## Stated exercise
Repeat exactly, and only, the lines from the one containing "In this exercise you will find the concrete" through the end of the records.
-- begin --
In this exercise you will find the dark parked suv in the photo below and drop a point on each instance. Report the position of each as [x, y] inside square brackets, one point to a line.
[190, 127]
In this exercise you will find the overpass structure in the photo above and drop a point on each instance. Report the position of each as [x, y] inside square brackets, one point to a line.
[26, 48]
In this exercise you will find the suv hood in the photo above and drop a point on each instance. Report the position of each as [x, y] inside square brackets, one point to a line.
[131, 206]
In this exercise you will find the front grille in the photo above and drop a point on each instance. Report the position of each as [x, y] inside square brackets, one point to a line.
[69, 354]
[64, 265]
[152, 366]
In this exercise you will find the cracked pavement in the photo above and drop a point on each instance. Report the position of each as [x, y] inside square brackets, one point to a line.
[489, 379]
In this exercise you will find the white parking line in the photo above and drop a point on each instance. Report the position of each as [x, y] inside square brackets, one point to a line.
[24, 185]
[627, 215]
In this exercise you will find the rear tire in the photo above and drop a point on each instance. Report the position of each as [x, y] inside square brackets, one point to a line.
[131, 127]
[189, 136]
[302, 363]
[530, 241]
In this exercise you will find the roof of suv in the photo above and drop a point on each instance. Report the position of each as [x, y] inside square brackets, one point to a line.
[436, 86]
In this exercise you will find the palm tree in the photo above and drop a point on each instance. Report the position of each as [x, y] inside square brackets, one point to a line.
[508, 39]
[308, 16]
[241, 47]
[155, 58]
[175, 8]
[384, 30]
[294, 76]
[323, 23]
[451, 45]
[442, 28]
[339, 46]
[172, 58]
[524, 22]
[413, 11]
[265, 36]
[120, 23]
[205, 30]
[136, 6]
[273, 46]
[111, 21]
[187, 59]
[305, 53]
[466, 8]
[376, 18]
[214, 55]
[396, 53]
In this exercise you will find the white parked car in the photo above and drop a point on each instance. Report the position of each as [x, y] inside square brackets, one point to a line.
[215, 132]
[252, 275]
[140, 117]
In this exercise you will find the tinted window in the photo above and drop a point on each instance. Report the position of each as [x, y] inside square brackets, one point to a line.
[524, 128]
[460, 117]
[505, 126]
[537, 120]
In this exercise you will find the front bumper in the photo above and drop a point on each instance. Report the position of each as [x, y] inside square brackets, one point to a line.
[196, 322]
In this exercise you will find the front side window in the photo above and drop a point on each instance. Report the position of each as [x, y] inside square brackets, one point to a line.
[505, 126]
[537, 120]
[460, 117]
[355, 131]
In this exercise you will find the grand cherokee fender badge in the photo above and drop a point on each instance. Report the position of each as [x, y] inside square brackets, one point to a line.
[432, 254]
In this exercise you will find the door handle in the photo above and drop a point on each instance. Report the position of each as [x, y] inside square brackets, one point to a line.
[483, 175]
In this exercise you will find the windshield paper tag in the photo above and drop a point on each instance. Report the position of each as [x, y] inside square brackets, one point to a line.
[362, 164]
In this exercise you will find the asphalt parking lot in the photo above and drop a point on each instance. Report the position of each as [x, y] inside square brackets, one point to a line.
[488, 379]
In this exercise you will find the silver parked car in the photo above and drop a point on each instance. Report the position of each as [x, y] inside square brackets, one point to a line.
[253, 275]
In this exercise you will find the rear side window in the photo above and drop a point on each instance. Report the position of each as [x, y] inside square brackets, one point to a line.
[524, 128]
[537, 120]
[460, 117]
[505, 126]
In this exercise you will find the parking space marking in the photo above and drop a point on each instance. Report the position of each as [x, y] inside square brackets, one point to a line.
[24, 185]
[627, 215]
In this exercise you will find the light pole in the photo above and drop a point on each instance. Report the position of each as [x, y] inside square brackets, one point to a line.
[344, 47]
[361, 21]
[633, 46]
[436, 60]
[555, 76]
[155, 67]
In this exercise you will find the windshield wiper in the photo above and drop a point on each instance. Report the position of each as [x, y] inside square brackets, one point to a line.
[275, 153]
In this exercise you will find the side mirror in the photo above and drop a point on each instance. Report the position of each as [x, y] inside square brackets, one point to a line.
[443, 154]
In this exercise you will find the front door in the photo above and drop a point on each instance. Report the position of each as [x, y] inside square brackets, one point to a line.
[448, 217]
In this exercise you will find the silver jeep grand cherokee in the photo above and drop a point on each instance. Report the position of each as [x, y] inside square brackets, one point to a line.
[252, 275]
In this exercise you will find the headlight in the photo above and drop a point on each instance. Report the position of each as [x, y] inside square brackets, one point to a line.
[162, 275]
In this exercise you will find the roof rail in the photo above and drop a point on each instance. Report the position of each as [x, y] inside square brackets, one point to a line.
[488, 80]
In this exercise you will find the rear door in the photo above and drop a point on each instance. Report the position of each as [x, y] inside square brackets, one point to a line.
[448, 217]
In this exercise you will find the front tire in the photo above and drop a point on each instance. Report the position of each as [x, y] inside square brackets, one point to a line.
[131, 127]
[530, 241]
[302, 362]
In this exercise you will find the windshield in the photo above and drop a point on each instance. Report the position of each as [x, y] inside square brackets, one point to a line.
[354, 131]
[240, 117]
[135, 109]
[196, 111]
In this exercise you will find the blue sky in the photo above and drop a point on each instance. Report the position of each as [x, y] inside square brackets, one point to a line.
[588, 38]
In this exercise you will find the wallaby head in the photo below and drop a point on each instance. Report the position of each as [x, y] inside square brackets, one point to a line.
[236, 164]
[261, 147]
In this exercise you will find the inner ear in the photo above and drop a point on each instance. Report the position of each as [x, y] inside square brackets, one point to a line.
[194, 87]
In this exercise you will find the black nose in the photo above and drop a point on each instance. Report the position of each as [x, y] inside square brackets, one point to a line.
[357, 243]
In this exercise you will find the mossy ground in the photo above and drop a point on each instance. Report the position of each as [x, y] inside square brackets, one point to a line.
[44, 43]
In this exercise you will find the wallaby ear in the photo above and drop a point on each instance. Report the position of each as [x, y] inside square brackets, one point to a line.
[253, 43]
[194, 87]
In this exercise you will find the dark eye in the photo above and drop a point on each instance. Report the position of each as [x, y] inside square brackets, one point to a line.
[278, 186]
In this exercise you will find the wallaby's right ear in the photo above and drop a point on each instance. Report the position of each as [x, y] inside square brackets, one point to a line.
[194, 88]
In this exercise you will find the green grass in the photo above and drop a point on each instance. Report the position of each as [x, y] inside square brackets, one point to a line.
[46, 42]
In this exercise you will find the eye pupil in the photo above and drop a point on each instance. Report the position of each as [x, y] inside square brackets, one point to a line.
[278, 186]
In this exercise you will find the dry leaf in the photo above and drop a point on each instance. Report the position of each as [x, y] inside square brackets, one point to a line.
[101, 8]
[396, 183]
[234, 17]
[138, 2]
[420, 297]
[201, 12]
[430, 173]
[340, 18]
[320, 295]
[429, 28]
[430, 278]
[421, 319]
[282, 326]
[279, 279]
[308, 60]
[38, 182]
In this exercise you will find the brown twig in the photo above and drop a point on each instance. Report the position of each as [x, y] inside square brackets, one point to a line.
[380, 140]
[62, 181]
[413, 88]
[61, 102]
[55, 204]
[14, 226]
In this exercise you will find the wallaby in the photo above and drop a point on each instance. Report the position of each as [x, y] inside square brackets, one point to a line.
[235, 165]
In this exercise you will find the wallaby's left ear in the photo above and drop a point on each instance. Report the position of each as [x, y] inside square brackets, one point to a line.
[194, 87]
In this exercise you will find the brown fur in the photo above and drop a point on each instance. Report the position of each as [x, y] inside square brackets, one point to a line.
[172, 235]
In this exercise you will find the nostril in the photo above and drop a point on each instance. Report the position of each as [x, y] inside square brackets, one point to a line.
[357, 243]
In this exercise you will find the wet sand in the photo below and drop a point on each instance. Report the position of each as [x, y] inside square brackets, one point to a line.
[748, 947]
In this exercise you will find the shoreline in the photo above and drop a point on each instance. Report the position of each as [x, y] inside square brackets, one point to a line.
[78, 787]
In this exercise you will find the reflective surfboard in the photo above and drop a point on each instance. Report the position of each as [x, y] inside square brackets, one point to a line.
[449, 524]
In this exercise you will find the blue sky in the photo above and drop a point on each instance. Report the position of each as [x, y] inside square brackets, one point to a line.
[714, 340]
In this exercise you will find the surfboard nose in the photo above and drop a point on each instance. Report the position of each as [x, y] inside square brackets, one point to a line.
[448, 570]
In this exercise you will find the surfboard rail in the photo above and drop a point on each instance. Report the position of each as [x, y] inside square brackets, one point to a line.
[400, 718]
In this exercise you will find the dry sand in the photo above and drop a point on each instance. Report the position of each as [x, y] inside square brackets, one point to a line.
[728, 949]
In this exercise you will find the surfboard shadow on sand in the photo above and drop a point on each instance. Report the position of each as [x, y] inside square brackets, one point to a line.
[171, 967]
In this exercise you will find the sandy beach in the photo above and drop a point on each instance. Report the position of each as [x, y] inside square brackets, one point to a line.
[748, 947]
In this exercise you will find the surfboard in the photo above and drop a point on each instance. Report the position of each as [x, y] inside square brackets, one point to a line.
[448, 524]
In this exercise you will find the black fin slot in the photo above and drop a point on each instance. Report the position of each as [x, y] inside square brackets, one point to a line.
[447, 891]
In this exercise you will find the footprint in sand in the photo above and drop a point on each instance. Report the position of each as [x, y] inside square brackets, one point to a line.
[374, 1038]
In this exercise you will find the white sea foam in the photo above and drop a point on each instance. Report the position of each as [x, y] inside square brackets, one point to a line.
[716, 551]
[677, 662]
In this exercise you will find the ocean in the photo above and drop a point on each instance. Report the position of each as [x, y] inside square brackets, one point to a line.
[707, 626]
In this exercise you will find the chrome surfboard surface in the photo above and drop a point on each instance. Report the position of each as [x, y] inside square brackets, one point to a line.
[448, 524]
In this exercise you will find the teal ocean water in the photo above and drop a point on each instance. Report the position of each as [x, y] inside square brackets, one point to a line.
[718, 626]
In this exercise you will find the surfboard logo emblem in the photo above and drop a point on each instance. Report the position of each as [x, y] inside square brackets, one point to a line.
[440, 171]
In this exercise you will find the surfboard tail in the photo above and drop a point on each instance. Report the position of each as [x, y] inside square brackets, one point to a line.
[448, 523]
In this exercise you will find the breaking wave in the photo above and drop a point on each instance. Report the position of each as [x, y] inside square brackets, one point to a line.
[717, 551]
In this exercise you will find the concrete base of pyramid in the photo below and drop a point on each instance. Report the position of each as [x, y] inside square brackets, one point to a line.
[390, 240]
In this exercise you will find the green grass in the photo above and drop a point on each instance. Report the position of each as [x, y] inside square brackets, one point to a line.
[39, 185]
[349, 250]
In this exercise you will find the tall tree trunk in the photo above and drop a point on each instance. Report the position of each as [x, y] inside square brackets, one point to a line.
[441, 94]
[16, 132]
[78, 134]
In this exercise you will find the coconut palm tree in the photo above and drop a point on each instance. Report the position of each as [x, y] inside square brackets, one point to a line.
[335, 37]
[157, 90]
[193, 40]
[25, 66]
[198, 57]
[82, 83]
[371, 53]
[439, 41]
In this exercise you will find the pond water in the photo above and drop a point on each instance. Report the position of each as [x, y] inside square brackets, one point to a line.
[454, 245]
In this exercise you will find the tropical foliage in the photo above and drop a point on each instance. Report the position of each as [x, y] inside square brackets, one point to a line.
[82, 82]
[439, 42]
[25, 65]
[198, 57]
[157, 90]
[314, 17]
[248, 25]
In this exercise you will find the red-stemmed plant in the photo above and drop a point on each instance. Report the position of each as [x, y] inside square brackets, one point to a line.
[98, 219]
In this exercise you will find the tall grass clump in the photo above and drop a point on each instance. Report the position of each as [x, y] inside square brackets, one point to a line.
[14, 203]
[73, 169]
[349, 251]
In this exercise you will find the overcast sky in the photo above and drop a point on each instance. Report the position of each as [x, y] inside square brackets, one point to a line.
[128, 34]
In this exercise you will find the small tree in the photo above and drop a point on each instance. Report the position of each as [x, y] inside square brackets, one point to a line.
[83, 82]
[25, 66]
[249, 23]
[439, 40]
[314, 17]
-- end --
## Right answer
In this exercise you will find the concrete base of pyramid in the photo below and drop a point on each instance. Report the position of each as [x, y] inside square brackets, one point to a line.
[390, 240]
In this exercise you will find the green grass in the photo above and drop a point on each instance. Report the position of each as [x, y] inside square brackets, one point to a line.
[39, 185]
[349, 250]
In this exercise you will find the tall tree trunk in the photo above and drop a point on each instance. Report the position of each as [x, y] inside square brackets, one point to a line.
[441, 94]
[16, 132]
[78, 134]
In this exercise you will find the coconut palm tree in the photo above and drop a point on each instance. Report the position of each as [x, y] inside square brackets, one point to a line.
[335, 37]
[157, 90]
[193, 40]
[25, 66]
[198, 57]
[82, 83]
[371, 53]
[439, 41]
In this exercise you will find the pond water in the photo above and drop a point on each instance. Report the position of each as [x, y] inside square brackets, one point to a line.
[454, 245]
In this exercise you will find the tropical foliage in the photo above and drop a point on each instance. Report the position of each as [x, y] inside square brackets, one point to a line.
[82, 82]
[439, 42]
[25, 65]
[198, 57]
[157, 90]
[314, 17]
[248, 25]
In this exercise you will find the red-stemmed plant in the photo above and drop a point on each instance. Report the position of each as [x, y] inside square brackets, one point to a line.
[98, 219]
In this exercise you will find the tall grass clump in the photo above and drop a point on each instance. Report the position of each as [x, y] inside square brackets, one point to a line.
[14, 203]
[73, 169]
[349, 251]
In this exercise you will find the overcast sky in the photo above and drop a point on each instance. Report the position of each as [x, y] inside square brackets, one point to a line.
[128, 34]
In this exercise you will find the small tree in the photo above and drop a point on each instance. Report the position of each as [x, y] inside square brackets, one point to a line.
[83, 82]
[25, 66]
[249, 23]
[439, 40]
[314, 17]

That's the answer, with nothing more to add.